- [EXERCISE TASK] Give the entries again, word for word.

# Start of DATA IN THIS EXERCISE

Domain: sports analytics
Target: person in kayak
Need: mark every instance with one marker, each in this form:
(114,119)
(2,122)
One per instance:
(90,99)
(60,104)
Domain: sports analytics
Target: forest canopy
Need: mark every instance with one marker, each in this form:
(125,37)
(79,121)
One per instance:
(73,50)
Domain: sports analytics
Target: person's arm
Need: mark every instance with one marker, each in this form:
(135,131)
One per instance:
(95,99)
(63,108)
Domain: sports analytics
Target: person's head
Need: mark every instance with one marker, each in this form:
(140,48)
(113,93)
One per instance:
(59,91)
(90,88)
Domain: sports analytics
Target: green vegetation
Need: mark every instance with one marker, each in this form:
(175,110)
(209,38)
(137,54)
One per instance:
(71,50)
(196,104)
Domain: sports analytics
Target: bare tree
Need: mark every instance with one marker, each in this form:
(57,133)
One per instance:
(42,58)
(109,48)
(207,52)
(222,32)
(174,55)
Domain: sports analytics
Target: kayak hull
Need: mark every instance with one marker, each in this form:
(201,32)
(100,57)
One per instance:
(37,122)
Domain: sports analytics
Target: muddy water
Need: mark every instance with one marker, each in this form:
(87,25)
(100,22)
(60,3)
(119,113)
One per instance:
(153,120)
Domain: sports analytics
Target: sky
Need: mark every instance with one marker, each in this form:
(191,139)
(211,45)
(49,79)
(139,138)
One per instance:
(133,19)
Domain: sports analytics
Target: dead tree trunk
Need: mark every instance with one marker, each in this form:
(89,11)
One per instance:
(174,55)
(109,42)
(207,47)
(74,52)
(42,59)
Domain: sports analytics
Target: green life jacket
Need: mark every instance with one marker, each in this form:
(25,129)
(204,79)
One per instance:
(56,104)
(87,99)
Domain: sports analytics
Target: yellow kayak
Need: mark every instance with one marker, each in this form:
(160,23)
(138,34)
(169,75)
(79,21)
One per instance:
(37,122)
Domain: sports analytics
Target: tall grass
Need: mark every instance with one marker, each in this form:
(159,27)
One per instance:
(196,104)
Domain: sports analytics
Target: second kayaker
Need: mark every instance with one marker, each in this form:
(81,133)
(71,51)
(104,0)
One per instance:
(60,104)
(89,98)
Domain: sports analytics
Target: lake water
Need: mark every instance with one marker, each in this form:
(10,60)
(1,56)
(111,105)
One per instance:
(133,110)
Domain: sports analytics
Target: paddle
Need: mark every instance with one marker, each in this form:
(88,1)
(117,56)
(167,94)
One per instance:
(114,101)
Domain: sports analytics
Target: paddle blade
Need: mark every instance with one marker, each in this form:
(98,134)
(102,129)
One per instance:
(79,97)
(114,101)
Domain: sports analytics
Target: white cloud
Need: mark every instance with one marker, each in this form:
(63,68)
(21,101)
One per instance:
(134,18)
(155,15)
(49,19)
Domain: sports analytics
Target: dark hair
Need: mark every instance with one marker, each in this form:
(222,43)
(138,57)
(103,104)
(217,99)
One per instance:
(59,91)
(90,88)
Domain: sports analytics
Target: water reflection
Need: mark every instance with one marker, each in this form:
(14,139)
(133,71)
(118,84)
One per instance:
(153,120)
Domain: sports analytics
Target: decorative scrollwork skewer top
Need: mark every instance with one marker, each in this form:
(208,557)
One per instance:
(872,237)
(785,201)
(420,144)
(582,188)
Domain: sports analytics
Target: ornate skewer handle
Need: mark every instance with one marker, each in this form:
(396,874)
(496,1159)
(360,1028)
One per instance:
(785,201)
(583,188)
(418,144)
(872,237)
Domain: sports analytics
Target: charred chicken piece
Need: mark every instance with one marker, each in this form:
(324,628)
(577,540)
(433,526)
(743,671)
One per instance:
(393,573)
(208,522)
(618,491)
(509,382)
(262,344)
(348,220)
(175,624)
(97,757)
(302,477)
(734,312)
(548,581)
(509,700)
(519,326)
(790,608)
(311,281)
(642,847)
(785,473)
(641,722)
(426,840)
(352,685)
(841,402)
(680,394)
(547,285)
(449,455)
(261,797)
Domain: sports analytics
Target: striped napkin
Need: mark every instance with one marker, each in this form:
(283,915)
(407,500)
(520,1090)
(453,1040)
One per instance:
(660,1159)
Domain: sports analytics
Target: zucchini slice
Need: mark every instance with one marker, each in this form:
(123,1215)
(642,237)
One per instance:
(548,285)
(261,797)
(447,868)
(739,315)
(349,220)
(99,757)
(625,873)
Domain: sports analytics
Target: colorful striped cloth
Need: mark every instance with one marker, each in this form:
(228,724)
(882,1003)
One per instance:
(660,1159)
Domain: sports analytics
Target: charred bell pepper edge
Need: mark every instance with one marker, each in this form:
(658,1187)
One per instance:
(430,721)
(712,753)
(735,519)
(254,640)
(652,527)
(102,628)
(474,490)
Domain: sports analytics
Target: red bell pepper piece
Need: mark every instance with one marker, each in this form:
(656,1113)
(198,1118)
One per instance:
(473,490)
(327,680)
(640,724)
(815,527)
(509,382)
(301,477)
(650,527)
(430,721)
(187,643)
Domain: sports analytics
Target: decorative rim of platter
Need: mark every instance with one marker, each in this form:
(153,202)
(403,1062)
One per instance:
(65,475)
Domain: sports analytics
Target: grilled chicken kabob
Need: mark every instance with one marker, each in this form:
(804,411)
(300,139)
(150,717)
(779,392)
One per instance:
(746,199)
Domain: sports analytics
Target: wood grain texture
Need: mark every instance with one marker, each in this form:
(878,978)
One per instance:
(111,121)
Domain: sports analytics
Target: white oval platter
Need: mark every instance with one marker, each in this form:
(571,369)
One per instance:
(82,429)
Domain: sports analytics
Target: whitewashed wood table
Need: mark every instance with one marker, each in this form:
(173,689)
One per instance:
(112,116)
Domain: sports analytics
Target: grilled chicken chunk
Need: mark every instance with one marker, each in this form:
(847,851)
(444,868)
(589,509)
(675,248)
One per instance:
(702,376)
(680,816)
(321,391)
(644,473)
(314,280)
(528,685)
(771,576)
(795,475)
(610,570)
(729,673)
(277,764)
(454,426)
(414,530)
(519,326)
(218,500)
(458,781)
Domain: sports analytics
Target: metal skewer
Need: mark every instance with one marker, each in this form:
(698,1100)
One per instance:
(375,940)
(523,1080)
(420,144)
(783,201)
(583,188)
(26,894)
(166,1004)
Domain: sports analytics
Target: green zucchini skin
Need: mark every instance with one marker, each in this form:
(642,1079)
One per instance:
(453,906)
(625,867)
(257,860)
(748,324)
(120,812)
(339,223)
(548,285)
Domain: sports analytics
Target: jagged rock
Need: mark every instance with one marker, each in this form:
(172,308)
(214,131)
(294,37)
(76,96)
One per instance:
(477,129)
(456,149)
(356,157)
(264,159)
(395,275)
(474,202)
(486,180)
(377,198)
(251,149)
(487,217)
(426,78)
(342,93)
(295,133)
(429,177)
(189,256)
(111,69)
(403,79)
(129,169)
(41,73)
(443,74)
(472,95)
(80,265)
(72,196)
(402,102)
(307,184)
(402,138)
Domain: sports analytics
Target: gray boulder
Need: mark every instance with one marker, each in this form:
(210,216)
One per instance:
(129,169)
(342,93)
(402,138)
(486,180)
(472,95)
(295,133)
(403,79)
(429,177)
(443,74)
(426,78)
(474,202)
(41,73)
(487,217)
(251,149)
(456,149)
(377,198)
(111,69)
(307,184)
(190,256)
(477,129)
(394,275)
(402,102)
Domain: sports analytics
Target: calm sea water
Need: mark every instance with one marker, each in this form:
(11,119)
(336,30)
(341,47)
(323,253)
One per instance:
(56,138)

# End of DATA IN THIS EXERCISE

- [RESPONSE TO THE EXERCISE]
Domain: sports analytics
Target: person in kayak
Need: mark every instance with one marker, each in this form:
(114,119)
(2,122)
One per instance:
(90,99)
(60,104)
Domain: sports analytics
Target: forest canopy
Need: mark every instance with one marker, each in this form:
(125,37)
(79,121)
One per instance:
(73,50)
Domain: sports analytics
Target: person's arm
Need: mark every instance with one marker, each in this form:
(135,131)
One per instance:
(95,99)
(63,108)
Domain: sports analytics
Target: person's head
Need: mark every instance with one marker, each in this form:
(140,48)
(113,93)
One per instance:
(59,91)
(90,88)
Domain: sports analytics
Target: green vegetation
Need: mark every instance with one marker, each in this form:
(175,110)
(209,38)
(137,54)
One per instance:
(71,50)
(196,104)
Domain: sports analytics
Target: bare tree
Need: mark every instance with one marker, each in this form:
(57,133)
One per instance:
(42,58)
(109,48)
(207,52)
(222,32)
(174,55)
Domain: sports analytics
Target: kayak hull
Need: mark every instance with one marker, each in this form:
(201,32)
(100,57)
One per instance:
(37,122)
Domain: sports analytics
Target: muddy water
Need: mark every instance with one marker, each in this form:
(87,25)
(100,22)
(60,3)
(119,113)
One per instance:
(153,120)
Domain: sports analytics
Target: sky
Need: mark every instance with one marker, each in this form:
(191,139)
(211,45)
(49,79)
(139,138)
One per instance:
(133,19)
Domain: sports analytics
Target: dead tree trunk
Need: mark every instance with one marker, each in this form:
(89,11)
One per instance:
(174,55)
(109,42)
(207,47)
(74,52)
(42,59)
Domain: sports analytics
Target: green life jacket
Need: mark every instance with one marker, each in this form:
(25,129)
(204,79)
One per instance:
(56,104)
(87,99)
Domain: sports analytics
Target: yellow kayak
Need: mark every instance with one marker, each in this form:
(160,23)
(138,34)
(169,75)
(79,21)
One per instance:
(37,122)
Domain: sports analytics
Target: tall grass
Need: mark every instance with one marker, each in this form:
(159,27)
One per instance:
(196,104)
Domain: sports analytics
Target: second kayaker
Need: mark every instance with one marker, each in this form:
(81,133)
(71,51)
(104,0)
One per instance:
(60,104)
(89,98)
Domain: sports analytics
Target: lake water
Need: mark every instance with one marker, each in this form:
(10,60)
(1,56)
(111,105)
One per instance:
(133,110)
Domain: sports analytics
Target: paddle
Need: mark every instance with one marker, each in this form:
(88,1)
(117,56)
(167,94)
One per instance:
(114,101)
Domain: sports analytics
Target: paddle blade
Need: mark every instance with one marker, each in this form:
(98,134)
(102,129)
One per instance:
(79,97)
(114,101)
Domain: sports analytics
Target: white cloud
Need: mark every instance with one marker, each in this form:
(63,68)
(21,101)
One per instance:
(134,18)
(155,15)
(49,19)
Domain: sports analytics
Target: dark hair
Need: mark every instance with one marker, each in this form:
(222,43)
(138,57)
(103,104)
(217,99)
One per instance:
(59,91)
(90,88)
Domain: sports analytics
Target: water reflection
Need: mark every instance with one marker, each in this form:
(14,139)
(133,71)
(118,84)
One per instance:
(153,120)
Domain: sports analytics
Target: decorative scrollwork skewer top
Need: mark every instance with one marker, each in this form:
(208,557)
One per instance:
(872,237)
(785,201)
(420,144)
(582,188)
Domain: sports analytics
Target: ornate skewer handle
Need: mark every instance with one marker, each in this form:
(396,874)
(496,1159)
(360,1028)
One per instance:
(785,201)
(583,188)
(418,144)
(872,237)
Domain: sports analytics
Target: charred chicken piece
Need: mark every instance with one marker, each in this form:
(324,628)
(577,540)
(433,526)
(743,671)
One per instance:
(393,573)
(208,522)
(618,491)
(509,382)
(262,344)
(348,220)
(175,624)
(97,757)
(302,477)
(734,312)
(548,581)
(509,700)
(519,326)
(790,608)
(311,281)
(642,847)
(785,473)
(641,722)
(426,840)
(352,685)
(841,402)
(680,394)
(547,285)
(449,455)
(261,797)
Domain: sports analytics
Target: striped napkin
Need: mark every instance with one marker, each in this form:
(283,915)
(407,500)
(520,1090)
(453,1040)
One per instance:
(660,1159)
Domain: sports analytics
Target: zucchini slice
Need: mark every instance with one marker, each in this form:
(123,1215)
(642,237)
One per instance:
(548,285)
(261,797)
(447,868)
(739,315)
(349,220)
(99,757)
(625,873)
Domain: sports analytics
Target: colorful striped cloth
Need: mark every instance with one marker, each in this form:
(228,724)
(882,1003)
One per instance:
(660,1159)
Domain: sports analytics
Target: charred bell pepper edge
Need: mark every instance with one marker, each in this form:
(658,1187)
One per instance:
(430,721)
(712,753)
(735,519)
(254,640)
(652,527)
(102,628)
(474,490)
Domain: sports analytics
Target: red bell pepper piece
Need: mark every instance with one marker, each in this form:
(656,1113)
(198,1118)
One per instance:
(473,490)
(327,680)
(640,724)
(815,527)
(509,382)
(301,477)
(650,527)
(430,721)
(187,643)
Domain: sports analytics
Target: decorative rim of platter
Need: mark every instance with one marker, each in this form:
(153,202)
(403,1062)
One per instance:
(65,475)
Domain: sports analytics
Target: grilled chicken kabob
Need: mark every instance with one marker, each in this form:
(804,411)
(300,139)
(150,717)
(779,392)
One per instance:
(746,199)
Domain: sports analytics
Target: wood grain texture
Need: mark every instance with one marker, each in this form:
(878,978)
One per instance:
(111,121)
Domain: sports analytics
Target: white oval platter
Need: mark every instance with one marker, each in this form:
(571,369)
One per instance:
(82,429)
Domain: sports analytics
Target: whitewashed wood table
Need: mark every instance with one marker, each in this form:
(173,689)
One per instance:
(112,116)
Domain: sports analytics
Target: grilled chicken chunk
Need: mark every instance with one marker, each in this form:
(847,851)
(444,868)
(589,509)
(675,248)
One per instance:
(702,376)
(680,816)
(321,391)
(644,473)
(314,280)
(528,685)
(771,576)
(795,475)
(610,570)
(729,673)
(277,764)
(454,426)
(414,530)
(519,326)
(218,500)
(458,781)
Domain: sports analytics
Target: metal skewer
Need: mark every instance with one marker, each in this form:
(698,1100)
One per instance:
(375,940)
(523,1080)
(420,144)
(783,201)
(583,188)
(26,894)
(166,1004)
Domain: sports analytics
Target: green zucchini skin
Need: mark every instance with one marker, each in this form:
(642,1079)
One per instance:
(453,906)
(625,867)
(257,860)
(748,324)
(120,812)
(339,223)
(548,285)
Domain: sports analytics
Target: jagged rock
Need: mark every instance with one marker, each in this form:
(172,308)
(214,131)
(294,37)
(76,96)
One per instance:
(477,129)
(456,149)
(356,157)
(264,159)
(395,275)
(474,202)
(486,180)
(377,198)
(251,149)
(487,217)
(426,78)
(342,93)
(295,133)
(429,177)
(189,256)
(111,69)
(403,79)
(129,169)
(41,73)
(443,74)
(472,95)
(80,265)
(72,196)
(402,102)
(307,184)
(402,138)
Domain: sports analytics
Target: gray boulder
Need: mark every instance with one marker, each in this form:
(210,216)
One per instance:
(129,169)
(342,93)
(402,138)
(486,180)
(472,95)
(295,133)
(403,79)
(429,177)
(443,74)
(426,78)
(474,202)
(41,73)
(487,217)
(251,149)
(456,149)
(377,198)
(111,69)
(307,184)
(190,256)
(477,129)
(394,275)
(402,102)
Domain: sports analytics
Target: calm sea water
Need: mark every instance with one marker, each in this form:
(11,119)
(336,30)
(341,47)
(323,253)
One per instance:
(56,138)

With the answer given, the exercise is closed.